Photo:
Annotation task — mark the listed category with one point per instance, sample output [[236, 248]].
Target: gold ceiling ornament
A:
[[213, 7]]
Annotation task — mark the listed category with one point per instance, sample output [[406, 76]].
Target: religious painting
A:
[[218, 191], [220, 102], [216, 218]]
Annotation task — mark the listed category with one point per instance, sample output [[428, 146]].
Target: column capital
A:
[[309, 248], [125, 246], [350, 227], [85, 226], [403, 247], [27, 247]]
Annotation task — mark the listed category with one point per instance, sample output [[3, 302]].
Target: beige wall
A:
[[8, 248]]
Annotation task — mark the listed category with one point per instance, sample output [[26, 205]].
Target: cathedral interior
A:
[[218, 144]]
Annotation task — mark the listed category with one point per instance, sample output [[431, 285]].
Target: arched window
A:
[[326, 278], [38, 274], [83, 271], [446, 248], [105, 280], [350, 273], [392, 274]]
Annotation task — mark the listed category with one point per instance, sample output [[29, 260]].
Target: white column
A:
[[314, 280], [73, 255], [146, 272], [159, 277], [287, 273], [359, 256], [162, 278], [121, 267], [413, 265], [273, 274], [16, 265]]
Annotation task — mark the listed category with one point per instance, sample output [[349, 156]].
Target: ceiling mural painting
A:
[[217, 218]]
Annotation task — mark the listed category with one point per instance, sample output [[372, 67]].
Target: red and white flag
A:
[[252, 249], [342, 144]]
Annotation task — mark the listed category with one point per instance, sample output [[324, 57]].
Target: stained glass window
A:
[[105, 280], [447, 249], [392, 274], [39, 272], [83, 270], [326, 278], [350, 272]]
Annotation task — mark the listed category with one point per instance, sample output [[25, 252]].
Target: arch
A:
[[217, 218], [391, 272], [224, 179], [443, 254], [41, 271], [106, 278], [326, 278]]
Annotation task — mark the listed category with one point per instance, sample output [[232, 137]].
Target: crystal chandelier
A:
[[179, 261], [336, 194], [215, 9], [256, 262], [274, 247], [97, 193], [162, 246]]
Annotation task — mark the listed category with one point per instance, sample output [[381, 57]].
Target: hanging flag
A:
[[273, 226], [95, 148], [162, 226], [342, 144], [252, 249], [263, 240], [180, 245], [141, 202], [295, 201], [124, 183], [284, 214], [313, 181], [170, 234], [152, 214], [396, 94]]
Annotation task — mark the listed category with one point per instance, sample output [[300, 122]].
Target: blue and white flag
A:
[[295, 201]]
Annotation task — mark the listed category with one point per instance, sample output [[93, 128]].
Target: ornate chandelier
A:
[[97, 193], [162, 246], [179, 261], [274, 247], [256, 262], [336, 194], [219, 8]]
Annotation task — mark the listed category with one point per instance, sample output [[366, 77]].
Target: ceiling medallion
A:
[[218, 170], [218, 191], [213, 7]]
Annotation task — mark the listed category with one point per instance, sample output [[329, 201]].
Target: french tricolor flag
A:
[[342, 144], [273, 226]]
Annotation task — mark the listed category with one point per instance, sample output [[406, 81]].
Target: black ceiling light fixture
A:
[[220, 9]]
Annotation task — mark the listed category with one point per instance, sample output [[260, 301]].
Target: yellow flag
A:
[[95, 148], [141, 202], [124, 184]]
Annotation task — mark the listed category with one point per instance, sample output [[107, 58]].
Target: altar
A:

====

**WORK ITEM**
Each line in the entries above, starting at the line with "output [[366, 77]]." and ending at the line with "Target: french tricolor flag", is to be printed exactly, and only those lines.

**WRITTEN SOLUTION**
Annotation task — mark the listed category with one point per instance, sample output [[366, 77]].
Target: ceiling medallion
A:
[[218, 170], [218, 191], [213, 7]]
Annotation task — mark the listed category with one point per instance, sample output [[329, 201]].
Target: french tricolor flag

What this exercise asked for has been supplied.